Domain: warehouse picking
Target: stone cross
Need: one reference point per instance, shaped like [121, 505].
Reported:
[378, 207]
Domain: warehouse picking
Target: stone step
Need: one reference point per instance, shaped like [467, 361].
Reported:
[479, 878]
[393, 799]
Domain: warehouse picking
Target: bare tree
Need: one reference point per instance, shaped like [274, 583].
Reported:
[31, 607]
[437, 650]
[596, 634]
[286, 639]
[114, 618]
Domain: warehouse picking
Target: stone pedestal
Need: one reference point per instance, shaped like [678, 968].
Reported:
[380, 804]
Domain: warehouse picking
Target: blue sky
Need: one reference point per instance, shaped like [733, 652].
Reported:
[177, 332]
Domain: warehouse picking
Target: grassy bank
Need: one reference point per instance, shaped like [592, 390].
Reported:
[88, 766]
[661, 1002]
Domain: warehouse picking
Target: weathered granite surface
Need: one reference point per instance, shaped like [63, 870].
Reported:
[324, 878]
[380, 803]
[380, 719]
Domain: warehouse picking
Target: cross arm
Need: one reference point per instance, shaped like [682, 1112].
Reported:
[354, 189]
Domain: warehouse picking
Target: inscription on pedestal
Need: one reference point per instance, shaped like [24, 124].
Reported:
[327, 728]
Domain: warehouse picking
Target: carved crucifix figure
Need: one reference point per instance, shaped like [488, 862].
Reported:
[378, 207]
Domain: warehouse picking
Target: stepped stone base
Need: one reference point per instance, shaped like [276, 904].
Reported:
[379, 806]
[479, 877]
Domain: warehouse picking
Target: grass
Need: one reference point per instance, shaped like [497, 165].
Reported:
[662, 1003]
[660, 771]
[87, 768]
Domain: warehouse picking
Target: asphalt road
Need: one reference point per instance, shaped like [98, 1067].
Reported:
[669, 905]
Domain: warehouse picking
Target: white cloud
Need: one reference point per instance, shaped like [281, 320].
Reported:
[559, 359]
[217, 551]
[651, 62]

.....

*EXERCISE TASK*. Extract every line of the listing above that contains the word "cross".

*REPLY*.
Target: stone cross
Target: cross arm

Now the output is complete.